▶ **Referring expression data**
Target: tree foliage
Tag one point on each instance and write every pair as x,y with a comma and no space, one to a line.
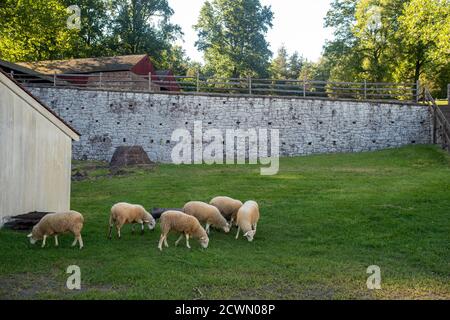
34,30
231,33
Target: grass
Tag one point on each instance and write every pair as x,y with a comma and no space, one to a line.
324,220
442,103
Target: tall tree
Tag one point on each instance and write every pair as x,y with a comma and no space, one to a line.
231,33
295,63
142,26
423,39
279,68
95,23
34,30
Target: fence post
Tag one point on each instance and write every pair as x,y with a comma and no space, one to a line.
304,87
198,81
448,94
365,89
150,82
417,91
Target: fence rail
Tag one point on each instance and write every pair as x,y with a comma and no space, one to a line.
441,126
249,86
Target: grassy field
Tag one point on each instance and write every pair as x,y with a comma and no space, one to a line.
324,220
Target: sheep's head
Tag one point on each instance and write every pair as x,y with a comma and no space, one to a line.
204,241
33,236
249,235
150,221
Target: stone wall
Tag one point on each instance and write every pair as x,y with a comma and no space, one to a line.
108,119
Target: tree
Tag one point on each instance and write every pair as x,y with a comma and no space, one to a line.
92,40
34,30
231,33
423,39
142,26
174,59
279,68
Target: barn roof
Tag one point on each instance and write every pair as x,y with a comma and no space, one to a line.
87,65
38,105
18,69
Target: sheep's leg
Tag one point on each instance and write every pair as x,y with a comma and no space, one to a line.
161,240
165,242
110,232
43,241
187,241
80,241
178,241
118,231
237,234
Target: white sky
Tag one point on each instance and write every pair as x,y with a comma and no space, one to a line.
297,23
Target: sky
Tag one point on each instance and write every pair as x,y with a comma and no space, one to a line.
298,24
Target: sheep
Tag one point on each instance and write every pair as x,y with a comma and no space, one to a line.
206,213
227,206
185,224
122,213
247,219
54,224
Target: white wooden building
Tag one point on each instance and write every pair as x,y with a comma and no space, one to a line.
35,154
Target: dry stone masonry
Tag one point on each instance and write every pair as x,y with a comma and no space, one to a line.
110,119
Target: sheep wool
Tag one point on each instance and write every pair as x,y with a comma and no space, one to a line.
208,214
126,213
187,225
54,224
227,206
247,219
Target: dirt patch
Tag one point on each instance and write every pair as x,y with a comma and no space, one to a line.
27,286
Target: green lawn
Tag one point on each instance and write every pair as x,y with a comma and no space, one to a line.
324,220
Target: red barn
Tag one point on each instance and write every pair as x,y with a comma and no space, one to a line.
121,72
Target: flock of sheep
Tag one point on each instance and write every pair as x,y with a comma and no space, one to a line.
221,213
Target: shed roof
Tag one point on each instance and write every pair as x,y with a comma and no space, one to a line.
38,105
87,65
9,66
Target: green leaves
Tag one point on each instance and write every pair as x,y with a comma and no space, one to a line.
231,33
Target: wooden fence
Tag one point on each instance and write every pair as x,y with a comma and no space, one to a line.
248,86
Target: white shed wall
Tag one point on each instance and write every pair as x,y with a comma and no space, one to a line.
35,157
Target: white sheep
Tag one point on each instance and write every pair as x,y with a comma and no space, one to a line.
54,224
182,223
208,214
122,213
227,206
247,219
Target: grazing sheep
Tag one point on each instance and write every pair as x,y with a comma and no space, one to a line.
247,219
54,224
227,206
182,223
206,213
122,213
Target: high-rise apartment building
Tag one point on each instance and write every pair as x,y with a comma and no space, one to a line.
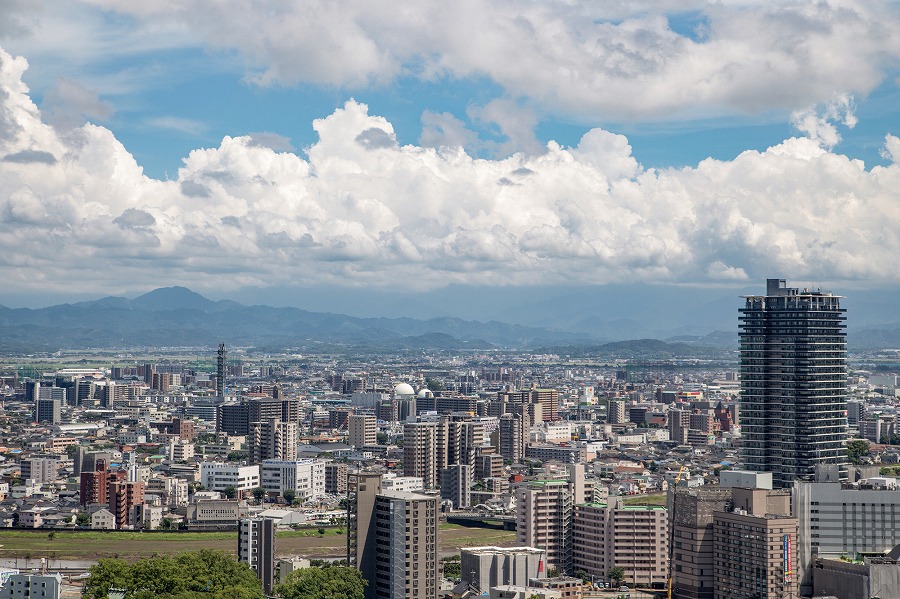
793,382
256,546
755,546
48,410
486,567
40,469
632,537
420,452
513,435
692,538
363,430
838,521
615,411
456,485
237,418
545,512
336,477
272,439
123,497
392,539
220,370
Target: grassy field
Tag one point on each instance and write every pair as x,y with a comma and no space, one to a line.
92,545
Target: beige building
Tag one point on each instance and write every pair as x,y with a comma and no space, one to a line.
272,439
545,512
420,440
635,538
487,567
755,546
363,430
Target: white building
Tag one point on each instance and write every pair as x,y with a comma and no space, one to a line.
306,478
407,484
103,519
181,451
218,476
45,586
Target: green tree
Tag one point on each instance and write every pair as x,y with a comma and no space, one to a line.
452,567
258,494
335,582
192,575
857,449
616,574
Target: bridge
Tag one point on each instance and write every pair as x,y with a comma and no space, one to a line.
483,519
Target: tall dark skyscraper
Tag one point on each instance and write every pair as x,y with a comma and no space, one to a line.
793,348
220,371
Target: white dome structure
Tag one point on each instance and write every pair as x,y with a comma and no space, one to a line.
403,389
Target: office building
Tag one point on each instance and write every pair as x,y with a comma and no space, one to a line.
31,586
48,410
793,382
218,476
392,539
456,485
336,478
363,430
92,489
633,537
836,520
545,515
39,469
755,546
304,478
615,411
513,435
272,439
693,544
256,547
237,418
487,567
420,441
124,497
220,371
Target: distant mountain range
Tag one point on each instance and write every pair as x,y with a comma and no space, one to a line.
176,317
179,317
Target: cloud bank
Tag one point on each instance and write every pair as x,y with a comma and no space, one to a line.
633,60
359,209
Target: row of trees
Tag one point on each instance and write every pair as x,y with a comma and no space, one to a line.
208,574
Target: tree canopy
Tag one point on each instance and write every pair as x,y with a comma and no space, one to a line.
616,573
856,450
203,574
333,582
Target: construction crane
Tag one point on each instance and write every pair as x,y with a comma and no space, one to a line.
672,531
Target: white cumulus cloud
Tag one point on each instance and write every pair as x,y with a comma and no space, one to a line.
362,209
612,60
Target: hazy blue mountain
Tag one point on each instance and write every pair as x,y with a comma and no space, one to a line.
177,316
452,318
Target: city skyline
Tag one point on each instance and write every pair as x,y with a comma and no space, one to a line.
282,149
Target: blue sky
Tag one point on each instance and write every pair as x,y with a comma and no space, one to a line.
505,143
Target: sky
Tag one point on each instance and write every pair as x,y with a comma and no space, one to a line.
260,150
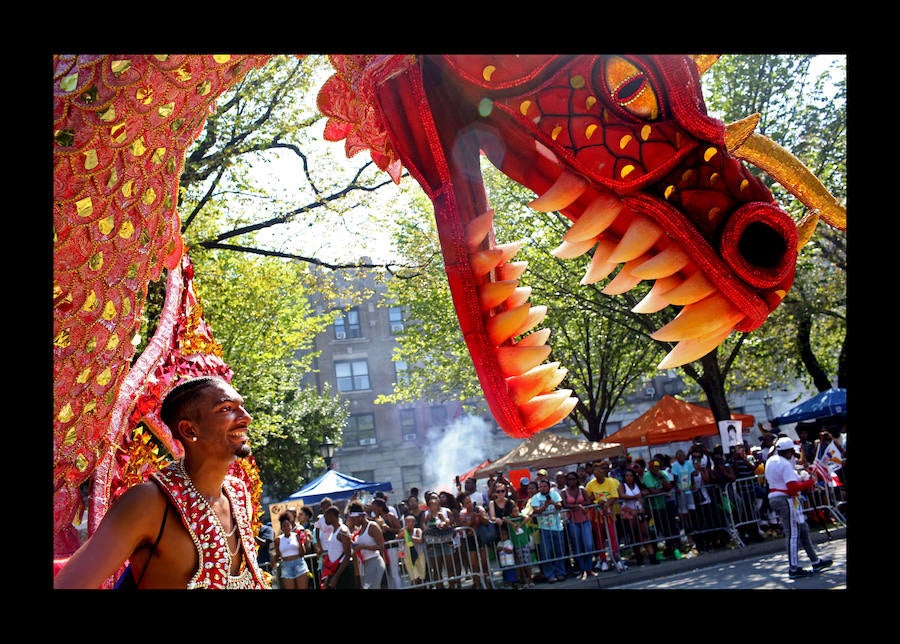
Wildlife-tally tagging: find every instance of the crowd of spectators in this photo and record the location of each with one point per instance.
(586, 519)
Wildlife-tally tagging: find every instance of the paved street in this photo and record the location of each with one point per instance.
(760, 566)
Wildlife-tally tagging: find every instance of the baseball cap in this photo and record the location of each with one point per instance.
(784, 443)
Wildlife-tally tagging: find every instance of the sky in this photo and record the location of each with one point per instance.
(354, 237)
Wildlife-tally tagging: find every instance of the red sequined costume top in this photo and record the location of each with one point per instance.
(207, 533)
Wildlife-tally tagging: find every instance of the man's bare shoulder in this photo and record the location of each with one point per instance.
(142, 501)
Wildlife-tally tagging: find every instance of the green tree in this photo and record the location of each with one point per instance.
(605, 346)
(806, 336)
(253, 286)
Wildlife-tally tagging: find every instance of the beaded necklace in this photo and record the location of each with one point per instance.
(215, 516)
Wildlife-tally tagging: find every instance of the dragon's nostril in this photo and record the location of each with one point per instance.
(759, 242)
(761, 245)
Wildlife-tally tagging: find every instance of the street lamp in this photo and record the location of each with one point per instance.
(326, 449)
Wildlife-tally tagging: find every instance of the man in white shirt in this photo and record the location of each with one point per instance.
(785, 486)
(471, 488)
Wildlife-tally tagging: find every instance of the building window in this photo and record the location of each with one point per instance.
(365, 475)
(438, 416)
(395, 315)
(360, 430)
(411, 475)
(352, 375)
(408, 424)
(401, 376)
(346, 325)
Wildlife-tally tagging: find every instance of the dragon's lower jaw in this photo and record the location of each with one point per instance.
(516, 352)
(442, 148)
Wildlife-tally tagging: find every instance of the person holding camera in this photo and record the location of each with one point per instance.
(291, 548)
(546, 505)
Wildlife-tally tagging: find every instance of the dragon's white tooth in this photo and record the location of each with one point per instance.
(693, 349)
(568, 250)
(638, 239)
(703, 318)
(667, 262)
(567, 188)
(692, 289)
(596, 218)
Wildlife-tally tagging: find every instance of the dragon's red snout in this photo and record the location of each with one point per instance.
(620, 145)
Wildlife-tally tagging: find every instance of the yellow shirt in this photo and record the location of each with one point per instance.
(608, 489)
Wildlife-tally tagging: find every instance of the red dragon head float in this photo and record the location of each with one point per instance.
(621, 145)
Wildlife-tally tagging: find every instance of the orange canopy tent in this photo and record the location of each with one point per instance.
(672, 420)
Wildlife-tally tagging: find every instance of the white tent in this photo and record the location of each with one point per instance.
(547, 450)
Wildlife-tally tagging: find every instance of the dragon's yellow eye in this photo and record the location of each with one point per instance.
(629, 88)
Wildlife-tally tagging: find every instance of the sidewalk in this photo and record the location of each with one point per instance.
(669, 566)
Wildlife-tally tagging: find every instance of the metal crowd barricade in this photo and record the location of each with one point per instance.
(448, 562)
(744, 500)
(716, 509)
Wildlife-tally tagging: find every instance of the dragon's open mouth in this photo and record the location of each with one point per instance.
(647, 182)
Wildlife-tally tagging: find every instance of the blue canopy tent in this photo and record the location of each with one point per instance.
(831, 405)
(336, 486)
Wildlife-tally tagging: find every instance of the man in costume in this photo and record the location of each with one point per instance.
(212, 544)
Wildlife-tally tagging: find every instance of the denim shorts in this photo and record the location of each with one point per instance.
(294, 568)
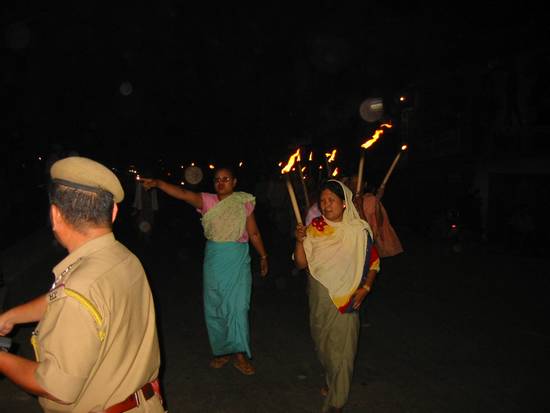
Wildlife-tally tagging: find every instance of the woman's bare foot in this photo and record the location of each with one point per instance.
(242, 364)
(219, 362)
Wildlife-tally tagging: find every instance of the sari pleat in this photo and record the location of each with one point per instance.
(227, 287)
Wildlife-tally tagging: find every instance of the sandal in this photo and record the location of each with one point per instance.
(244, 366)
(219, 362)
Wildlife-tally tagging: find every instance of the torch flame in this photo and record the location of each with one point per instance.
(290, 162)
(376, 135)
(331, 156)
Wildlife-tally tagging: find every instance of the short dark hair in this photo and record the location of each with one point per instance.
(225, 167)
(334, 187)
(82, 209)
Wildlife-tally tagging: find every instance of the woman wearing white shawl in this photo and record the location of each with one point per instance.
(337, 249)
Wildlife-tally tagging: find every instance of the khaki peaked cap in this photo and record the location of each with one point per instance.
(86, 174)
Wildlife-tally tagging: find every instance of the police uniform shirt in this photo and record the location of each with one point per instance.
(97, 341)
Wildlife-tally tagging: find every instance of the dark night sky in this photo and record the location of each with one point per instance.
(231, 79)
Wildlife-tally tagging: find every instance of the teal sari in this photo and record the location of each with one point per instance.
(227, 287)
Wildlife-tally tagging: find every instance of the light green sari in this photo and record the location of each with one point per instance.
(227, 276)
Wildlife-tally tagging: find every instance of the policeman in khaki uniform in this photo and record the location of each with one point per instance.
(96, 342)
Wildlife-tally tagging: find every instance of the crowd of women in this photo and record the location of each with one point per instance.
(339, 249)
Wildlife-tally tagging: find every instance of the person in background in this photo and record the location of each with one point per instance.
(386, 239)
(338, 252)
(96, 343)
(229, 224)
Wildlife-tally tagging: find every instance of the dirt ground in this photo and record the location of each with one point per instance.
(446, 332)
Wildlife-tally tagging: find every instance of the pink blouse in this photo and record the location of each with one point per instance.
(210, 200)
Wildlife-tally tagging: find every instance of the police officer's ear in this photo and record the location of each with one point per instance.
(55, 216)
(115, 212)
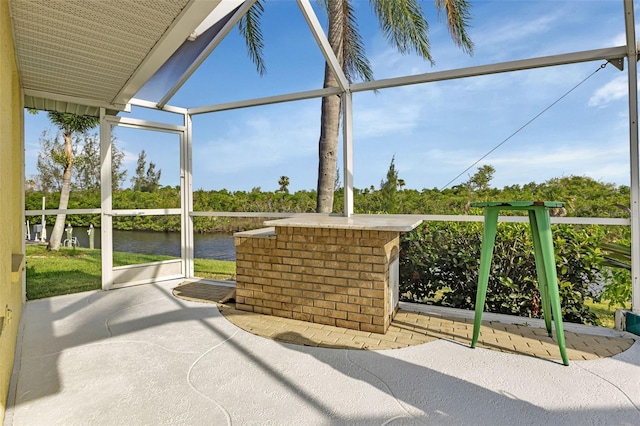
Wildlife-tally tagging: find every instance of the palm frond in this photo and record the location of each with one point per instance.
(356, 64)
(403, 24)
(249, 27)
(72, 123)
(458, 17)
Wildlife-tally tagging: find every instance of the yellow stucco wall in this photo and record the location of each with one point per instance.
(11, 202)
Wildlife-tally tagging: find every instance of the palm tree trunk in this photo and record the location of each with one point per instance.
(330, 116)
(58, 228)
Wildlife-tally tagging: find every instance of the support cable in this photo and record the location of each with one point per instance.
(525, 125)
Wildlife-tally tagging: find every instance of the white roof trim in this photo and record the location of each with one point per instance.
(180, 30)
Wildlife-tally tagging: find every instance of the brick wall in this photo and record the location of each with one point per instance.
(328, 276)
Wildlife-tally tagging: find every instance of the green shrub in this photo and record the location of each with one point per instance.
(440, 262)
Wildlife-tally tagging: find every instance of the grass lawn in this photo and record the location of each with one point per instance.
(73, 270)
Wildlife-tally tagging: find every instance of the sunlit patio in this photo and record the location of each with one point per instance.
(160, 348)
(157, 354)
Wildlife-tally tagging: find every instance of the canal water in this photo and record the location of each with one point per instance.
(217, 246)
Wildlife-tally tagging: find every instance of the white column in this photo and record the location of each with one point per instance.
(632, 62)
(106, 221)
(186, 183)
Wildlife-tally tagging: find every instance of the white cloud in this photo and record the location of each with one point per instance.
(615, 89)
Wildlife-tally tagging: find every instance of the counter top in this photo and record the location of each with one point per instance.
(371, 222)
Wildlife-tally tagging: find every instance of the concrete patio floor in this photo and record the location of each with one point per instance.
(142, 356)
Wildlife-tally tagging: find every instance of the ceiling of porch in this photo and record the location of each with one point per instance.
(80, 56)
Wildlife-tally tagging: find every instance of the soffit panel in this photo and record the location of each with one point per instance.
(90, 48)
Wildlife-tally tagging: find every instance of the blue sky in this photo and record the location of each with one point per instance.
(434, 131)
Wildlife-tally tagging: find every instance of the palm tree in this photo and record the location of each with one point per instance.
(68, 125)
(404, 26)
(284, 184)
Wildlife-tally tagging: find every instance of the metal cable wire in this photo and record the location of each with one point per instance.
(524, 125)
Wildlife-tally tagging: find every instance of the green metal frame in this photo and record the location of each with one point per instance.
(540, 224)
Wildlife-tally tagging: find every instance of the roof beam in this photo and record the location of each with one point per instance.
(524, 64)
(190, 18)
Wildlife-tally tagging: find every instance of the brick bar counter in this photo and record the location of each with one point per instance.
(332, 270)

▶ **WORK INSTRUCTIONS**
Which lines of the data include the string "stone"? Find them and copy each one.

▶ **ANSWER BOX**
Target: stone wall
Target: dry stone masonry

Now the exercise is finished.